Görev tanımı 1
Koç ile Sabancı arasındaki süpermarket rekabetini anlatan yazıyı iki cümleyle özetleyin.
Görev tanımı 2
Kayıtlarda "Annotation task — tag each instance of the shrub in" ifadesini içeren satırdan "pixel 403 272" ifadesini içeren satıra kadarki satırları, iki uç da dahil, her satıra bir dize düşecek şekilde JSON listesi olarak verin. Boş satırları almayın.

Kaynak metin
===============

Savaş Koç ile Sabancı arasında değil!

Görünene bakma, görünmeyeni görmeye uğraş! Zarfa takılma, zarfın içindekini (mazruf) yakalamaya çalış

Haberin Devamı

Görünene bakma, görünmeyeni görmeye uğraş! Zarfa takılma, zarfın içindekini (mazruf) yakalamaya çalış. 81 il içinde şu anda sadece İstanbul, Ankara ve İzmir gibi üç büyük kentin pazarını ele geçirmiş "A sınıfı süpermarketleri sahiplenme savaşı" Koç ile Sabancı arasında değil.

Vicdansız kapitalizm!
Ruhsuz küreselleşme!
Agresif globalizm!

Bizim 50 yılda gözümüz gibi bakıp büyüttüğümüz, koruyup kolladığımız iki seçkin özel sektör grubumuz Koç ile Sabancı'yı birbirine düşürdü. Koç ile Sabancı bir bütün elma gibiydiler, yabancılar paslı bir hançer gibi girdi aralarına!

Gima satılığa çıkmıştı.
Koç alacaktı.
Sabancı aldı.
Bizimkiler birbirine küstü!

Carrefour seviniyor, Wal-Mart elini ovuşturuyor. Tesco, sipere yattı izliyor. Dünya dev süpermarketler zincirinin birincisi Wal-Mart (yıllık cirosu 280 milyar dolar), ikincisi Carrefour (yıllık cirosu 75 milyar dolar) üçüncüsü Tesco (yıllık cirosu 50 milyar dolar) Türkiye pazarında büyümeye karar verdiler.

***

Bu onların vizyonudur! Onların stratejisi! Onların hedefidir!

Koç'un Migros'u Türkiye perakende pazarının A klas süpermarketlerinin en büyüğü olarak kalabilirse, dünyanın en büyüğü Wal-Mart ile ilerde el ele verir. Sabancılar'ın CarrefourSA'sı da pazarın "önemli bir aktörü olmaya gözünü diktiğinden" Gima'ya Hüsnü Özyeğin'in beğeneceği fiyatı, cumartesi gecesinin saat 02.30'unda rakipler altın uykularındayken bastırıverir.

Parayı veren.
Marketi alır.
Marketi alan...

===============

Kayıtlı veriler
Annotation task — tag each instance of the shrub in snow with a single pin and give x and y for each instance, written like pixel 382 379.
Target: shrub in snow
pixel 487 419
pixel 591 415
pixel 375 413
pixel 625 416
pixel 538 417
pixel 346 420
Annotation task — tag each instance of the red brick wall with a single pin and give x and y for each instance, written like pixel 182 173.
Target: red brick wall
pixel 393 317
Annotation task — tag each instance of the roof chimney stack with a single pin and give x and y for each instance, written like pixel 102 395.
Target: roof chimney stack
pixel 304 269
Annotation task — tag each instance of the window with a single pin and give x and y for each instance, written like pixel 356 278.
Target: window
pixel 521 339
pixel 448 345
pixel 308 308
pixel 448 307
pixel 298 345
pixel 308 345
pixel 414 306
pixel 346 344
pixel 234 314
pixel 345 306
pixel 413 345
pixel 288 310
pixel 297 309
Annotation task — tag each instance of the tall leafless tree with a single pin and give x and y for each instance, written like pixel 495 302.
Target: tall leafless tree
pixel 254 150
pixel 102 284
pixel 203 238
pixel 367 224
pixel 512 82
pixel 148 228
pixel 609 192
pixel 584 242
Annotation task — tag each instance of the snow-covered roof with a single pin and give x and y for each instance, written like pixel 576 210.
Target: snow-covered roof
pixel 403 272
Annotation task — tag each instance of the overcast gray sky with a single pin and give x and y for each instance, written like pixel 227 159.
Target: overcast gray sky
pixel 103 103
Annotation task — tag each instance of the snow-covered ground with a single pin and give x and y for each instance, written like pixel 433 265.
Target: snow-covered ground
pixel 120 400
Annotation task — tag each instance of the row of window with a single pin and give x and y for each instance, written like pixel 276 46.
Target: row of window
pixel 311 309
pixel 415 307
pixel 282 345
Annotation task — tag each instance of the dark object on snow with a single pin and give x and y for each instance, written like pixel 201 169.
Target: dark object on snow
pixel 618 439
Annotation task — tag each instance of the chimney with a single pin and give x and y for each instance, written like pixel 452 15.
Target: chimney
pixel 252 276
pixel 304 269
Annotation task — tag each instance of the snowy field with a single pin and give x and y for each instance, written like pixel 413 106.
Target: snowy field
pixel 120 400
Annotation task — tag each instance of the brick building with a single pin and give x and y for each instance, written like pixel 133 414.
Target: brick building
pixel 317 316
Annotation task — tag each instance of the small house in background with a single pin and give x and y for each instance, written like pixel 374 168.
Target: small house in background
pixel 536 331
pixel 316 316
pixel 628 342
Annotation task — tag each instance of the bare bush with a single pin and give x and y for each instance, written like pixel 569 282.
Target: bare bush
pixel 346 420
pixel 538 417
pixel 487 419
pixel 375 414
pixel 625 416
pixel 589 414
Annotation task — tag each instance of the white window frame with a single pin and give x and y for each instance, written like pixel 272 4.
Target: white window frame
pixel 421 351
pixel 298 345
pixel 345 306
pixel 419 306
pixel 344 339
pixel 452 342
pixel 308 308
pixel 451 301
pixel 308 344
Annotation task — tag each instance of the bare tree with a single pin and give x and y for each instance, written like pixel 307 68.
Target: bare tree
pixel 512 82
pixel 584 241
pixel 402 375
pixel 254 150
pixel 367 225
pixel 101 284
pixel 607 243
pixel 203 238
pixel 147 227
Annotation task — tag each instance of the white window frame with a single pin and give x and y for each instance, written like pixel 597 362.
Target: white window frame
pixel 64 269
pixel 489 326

===============

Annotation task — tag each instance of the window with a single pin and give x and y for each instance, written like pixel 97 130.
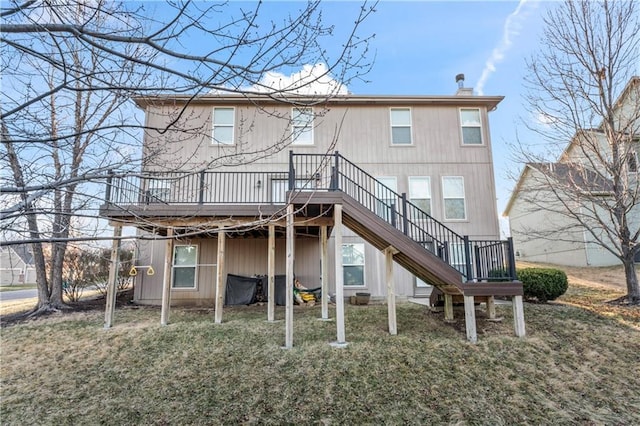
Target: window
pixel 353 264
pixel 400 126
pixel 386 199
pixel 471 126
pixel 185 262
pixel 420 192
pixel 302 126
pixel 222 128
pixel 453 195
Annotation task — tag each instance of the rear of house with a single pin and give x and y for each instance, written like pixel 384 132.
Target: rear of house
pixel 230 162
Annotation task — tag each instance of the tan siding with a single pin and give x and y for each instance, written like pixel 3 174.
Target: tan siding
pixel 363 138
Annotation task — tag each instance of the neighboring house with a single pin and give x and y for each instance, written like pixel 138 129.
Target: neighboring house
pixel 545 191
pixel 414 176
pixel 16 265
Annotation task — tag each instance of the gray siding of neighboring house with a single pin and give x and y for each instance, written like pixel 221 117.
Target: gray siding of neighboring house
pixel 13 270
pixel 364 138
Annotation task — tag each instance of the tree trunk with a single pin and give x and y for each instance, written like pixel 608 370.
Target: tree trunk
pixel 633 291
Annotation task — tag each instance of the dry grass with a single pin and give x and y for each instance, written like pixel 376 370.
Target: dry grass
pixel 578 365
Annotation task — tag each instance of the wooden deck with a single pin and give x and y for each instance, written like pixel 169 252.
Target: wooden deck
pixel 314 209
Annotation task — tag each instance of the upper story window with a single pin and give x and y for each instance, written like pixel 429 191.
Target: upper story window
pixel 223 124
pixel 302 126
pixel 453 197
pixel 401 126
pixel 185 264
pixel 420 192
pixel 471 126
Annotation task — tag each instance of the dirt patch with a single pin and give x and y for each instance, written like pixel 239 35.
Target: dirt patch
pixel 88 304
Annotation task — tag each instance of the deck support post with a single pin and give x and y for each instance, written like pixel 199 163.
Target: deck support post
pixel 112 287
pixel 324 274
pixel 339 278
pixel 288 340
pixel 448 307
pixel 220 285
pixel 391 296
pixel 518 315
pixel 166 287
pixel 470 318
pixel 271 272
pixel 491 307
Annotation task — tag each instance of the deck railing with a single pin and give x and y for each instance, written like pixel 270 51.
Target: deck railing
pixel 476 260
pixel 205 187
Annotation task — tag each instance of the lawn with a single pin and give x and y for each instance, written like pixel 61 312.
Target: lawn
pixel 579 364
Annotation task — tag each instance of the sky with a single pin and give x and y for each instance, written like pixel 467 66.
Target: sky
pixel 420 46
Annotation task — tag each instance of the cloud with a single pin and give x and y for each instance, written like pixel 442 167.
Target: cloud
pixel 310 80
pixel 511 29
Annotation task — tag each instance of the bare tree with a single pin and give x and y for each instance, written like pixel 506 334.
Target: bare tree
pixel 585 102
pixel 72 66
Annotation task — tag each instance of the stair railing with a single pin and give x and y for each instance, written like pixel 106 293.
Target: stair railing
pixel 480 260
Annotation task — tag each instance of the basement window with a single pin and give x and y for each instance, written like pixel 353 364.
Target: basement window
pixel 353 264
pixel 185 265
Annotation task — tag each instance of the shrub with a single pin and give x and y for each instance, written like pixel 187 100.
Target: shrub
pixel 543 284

===============

Tam çıktı 1
Yazıya göre, yalnızca İstanbul, Ankara ve İzmir pazarını ele geçirmiş A sınıfı süpermarketleri sahiplenme savaşı aslında Koç ile Sabancı arasında değildir; satılığa çıkan Gima'yı Koç alacakken Sabancı almış ve iki grup birbirine küsmüştür. Yazar, yabancıların bu iki grubun arasına girdiğini ve dünyanın en büyük üç süpermarket zinciri Wal-Mart, Carrefour ve Tesco'nun Türkiye pazarında büyümeye karar verdiğini belirtir.

Tam çıktı 2
[
  "Annotation task — tag each instance of the shrub in snow with a single pin and give x and y for each instance, written like pixel 382 379.",
  "Target: shrub in snow",
  "pixel 487 419",
  "pixel 591 415",
  "pixel 375 413",
  "pixel 625 416",
  "pixel 538 417",
  "pixel 346 420",
  "Annotation task — tag each instance of the red brick wall with a single pin and give x and y for each instance, written like pixel 182 173.",
  "Target: red brick wall",
  "pixel 393 317",
  "Annotation task — tag each instance of the roof chimney stack with a single pin and give x and y for each instance, written like pixel 102 395.",
  "Target: roof chimney stack",
  "pixel 304 269",
  "Annotation task — tag each instance of the window with a single pin and give x and y for each instance, written like pixel 356 278.",
  "Target: window",
  "pixel 521 339",
  "pixel 448 345",
  "pixel 308 308",
  "pixel 448 307",
  "pixel 298 345",
  "pixel 308 345",
  "pixel 414 306",
  "pixel 346 344",
  "pixel 234 314",
  "pixel 345 306",
  "pixel 413 345",
  "pixel 288 310",
  "pixel 297 309",
  "Annotation task — tag each instance of the tall leafless tree with a single pin and give x and y for each instance, written like pixel 495 302.",
  "Target: tall leafless tree",
  "pixel 254 150",
  "pixel 102 284",
  "pixel 203 238",
  "pixel 367 224",
  "pixel 512 82",
  "pixel 148 228",
  "pixel 609 192",
  "pixel 584 242",
  "Annotation task — tag each instance of the snow-covered roof with a single pin and give x and y for each instance, written like pixel 576 210.",
  "Target: snow-covered roof",
  "pixel 403 272"
]